-- start PROVIDED DATA --

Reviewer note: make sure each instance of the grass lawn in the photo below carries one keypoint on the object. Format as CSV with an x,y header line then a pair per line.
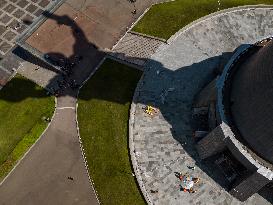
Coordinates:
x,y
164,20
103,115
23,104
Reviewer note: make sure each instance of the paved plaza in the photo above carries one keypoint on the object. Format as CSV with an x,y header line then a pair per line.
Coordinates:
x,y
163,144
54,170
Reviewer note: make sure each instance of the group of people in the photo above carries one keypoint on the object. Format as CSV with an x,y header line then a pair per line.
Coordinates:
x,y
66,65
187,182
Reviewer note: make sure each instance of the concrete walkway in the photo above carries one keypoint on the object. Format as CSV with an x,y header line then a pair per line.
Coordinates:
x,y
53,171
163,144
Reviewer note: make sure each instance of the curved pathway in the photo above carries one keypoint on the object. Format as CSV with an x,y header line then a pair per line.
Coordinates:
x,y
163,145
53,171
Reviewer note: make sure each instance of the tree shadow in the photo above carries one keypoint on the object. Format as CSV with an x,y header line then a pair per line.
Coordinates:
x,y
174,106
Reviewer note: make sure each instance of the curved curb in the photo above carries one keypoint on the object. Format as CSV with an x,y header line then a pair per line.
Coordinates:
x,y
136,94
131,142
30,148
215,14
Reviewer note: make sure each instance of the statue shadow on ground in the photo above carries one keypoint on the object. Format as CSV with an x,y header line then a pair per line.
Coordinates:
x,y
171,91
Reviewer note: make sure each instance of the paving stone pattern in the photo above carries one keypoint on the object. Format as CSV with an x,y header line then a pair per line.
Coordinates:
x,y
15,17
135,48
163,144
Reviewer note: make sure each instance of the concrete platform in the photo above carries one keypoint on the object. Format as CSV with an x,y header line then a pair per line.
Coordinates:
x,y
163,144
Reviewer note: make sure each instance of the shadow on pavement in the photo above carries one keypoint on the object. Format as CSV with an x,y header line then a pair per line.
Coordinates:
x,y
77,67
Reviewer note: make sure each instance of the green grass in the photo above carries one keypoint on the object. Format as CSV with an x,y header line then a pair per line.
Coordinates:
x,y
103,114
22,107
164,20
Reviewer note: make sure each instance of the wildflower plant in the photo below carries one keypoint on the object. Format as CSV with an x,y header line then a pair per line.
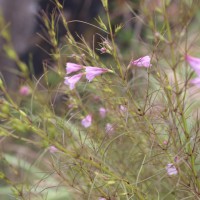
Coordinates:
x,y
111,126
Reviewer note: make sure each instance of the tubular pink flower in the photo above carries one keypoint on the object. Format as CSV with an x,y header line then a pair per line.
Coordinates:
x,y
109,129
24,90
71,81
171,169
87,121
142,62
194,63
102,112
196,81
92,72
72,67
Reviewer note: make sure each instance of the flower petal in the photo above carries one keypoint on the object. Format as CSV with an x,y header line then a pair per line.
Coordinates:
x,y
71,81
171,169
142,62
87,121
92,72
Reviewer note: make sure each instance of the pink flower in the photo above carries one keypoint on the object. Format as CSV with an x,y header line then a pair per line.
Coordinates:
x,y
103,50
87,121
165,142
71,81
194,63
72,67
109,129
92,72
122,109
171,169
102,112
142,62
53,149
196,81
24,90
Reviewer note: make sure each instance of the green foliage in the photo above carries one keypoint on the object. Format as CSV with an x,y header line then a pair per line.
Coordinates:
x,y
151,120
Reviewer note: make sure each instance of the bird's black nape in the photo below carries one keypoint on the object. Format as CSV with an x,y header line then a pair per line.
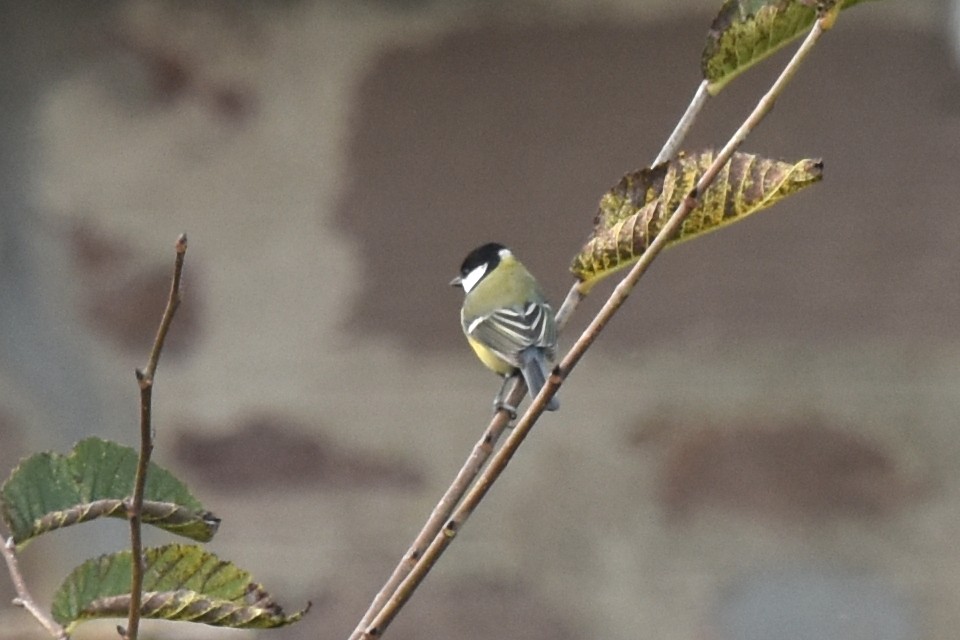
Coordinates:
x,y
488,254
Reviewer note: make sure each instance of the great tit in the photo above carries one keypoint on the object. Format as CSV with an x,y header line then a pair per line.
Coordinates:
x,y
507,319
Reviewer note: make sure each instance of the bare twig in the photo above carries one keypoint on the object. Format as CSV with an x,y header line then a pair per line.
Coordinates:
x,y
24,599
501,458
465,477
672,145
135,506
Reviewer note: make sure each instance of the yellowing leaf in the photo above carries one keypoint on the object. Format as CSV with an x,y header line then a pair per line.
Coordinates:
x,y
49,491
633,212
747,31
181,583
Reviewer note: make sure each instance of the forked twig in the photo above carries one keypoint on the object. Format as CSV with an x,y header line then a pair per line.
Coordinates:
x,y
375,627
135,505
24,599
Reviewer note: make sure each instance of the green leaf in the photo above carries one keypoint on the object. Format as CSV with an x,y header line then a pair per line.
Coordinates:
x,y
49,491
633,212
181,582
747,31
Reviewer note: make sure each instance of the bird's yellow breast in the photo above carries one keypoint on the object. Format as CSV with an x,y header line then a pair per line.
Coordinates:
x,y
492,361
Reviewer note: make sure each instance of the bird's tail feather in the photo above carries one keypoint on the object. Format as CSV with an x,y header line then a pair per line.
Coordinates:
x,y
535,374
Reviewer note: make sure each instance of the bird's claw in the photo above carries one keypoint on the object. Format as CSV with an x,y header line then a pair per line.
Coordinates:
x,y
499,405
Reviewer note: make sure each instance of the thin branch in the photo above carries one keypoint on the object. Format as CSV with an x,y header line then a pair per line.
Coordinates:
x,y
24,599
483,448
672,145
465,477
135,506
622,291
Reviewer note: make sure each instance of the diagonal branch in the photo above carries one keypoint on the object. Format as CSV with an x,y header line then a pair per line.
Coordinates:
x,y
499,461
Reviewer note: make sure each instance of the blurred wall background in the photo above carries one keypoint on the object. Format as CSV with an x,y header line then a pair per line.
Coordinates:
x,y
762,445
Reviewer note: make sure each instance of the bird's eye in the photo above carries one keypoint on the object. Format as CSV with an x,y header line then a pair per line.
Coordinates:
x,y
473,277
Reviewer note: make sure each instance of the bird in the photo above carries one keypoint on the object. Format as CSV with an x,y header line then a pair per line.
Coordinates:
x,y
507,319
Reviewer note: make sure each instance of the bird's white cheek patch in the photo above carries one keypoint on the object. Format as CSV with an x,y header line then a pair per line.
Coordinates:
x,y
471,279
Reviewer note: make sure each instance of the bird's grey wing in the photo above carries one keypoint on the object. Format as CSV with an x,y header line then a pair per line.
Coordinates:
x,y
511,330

-- end PROVIDED DATA --
-- start PROVIDED DATA --

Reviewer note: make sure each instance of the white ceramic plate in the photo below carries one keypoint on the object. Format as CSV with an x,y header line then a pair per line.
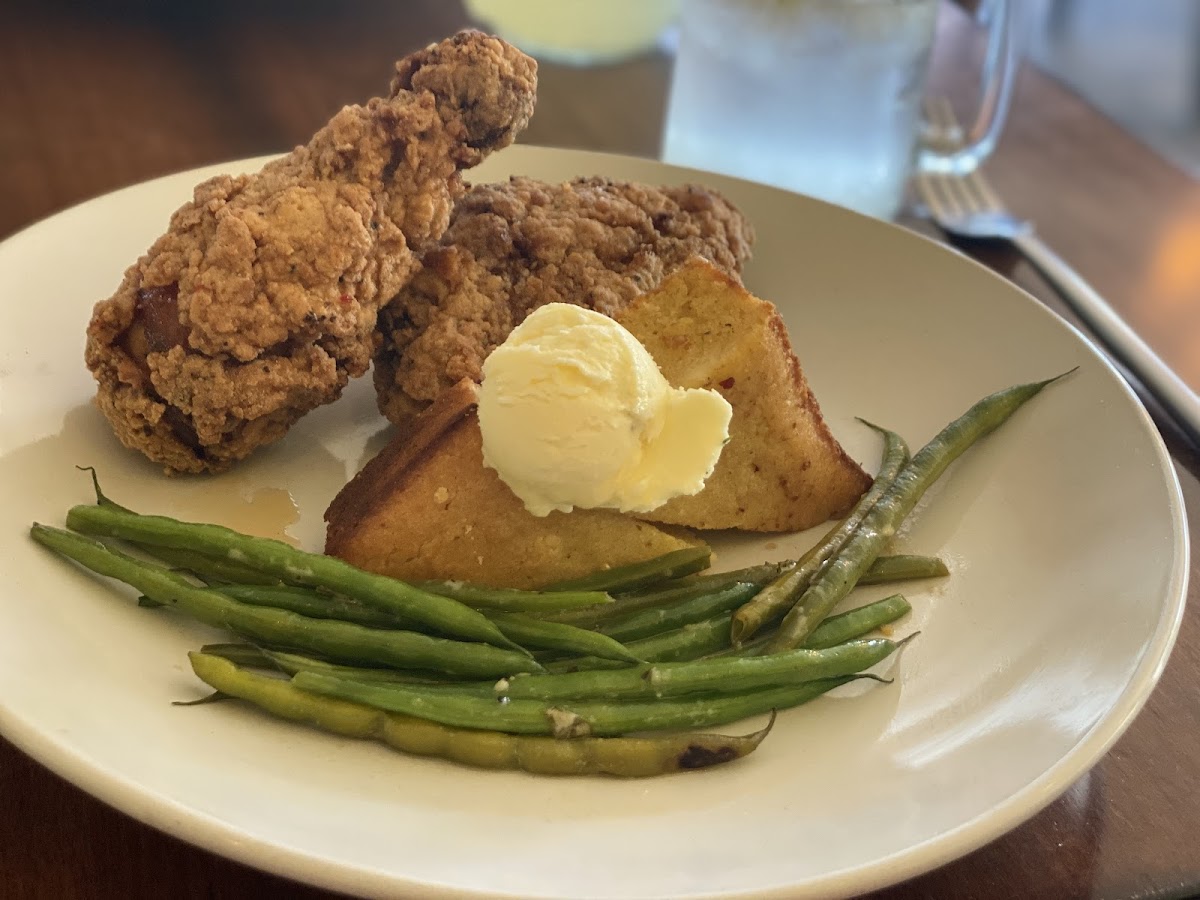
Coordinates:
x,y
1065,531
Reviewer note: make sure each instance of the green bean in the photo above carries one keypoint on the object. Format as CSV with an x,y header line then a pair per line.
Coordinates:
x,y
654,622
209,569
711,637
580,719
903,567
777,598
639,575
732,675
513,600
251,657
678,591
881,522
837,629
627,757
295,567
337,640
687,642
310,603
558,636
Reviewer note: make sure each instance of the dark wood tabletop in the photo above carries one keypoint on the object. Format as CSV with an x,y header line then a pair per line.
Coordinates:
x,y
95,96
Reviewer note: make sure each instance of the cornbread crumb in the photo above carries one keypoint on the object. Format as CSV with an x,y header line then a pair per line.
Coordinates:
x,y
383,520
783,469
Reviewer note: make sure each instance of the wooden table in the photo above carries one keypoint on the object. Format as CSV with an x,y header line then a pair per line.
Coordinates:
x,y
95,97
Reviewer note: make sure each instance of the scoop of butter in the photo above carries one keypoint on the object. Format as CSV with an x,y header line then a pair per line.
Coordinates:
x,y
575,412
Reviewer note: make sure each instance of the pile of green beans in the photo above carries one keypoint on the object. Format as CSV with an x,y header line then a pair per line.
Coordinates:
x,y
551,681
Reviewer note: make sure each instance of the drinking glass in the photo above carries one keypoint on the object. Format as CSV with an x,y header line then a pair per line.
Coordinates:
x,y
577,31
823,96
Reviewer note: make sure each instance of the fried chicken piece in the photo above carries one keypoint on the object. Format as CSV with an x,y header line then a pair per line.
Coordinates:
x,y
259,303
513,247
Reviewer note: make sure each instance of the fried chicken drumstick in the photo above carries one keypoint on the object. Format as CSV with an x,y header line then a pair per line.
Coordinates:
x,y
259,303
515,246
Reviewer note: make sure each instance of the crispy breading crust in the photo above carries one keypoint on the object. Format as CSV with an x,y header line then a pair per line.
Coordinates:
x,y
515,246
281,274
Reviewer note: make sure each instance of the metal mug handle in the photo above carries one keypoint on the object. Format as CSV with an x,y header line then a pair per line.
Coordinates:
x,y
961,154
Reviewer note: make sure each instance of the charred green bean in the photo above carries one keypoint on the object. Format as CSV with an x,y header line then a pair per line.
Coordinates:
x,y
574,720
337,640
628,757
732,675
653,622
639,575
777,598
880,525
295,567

-- end PROVIDED DATA --

# STATED PROBLEM
Report how many lines in the records above contain the word "chicken", treating uppercase and lowercase as different. Give only the number.

# FULL OUTPUT
2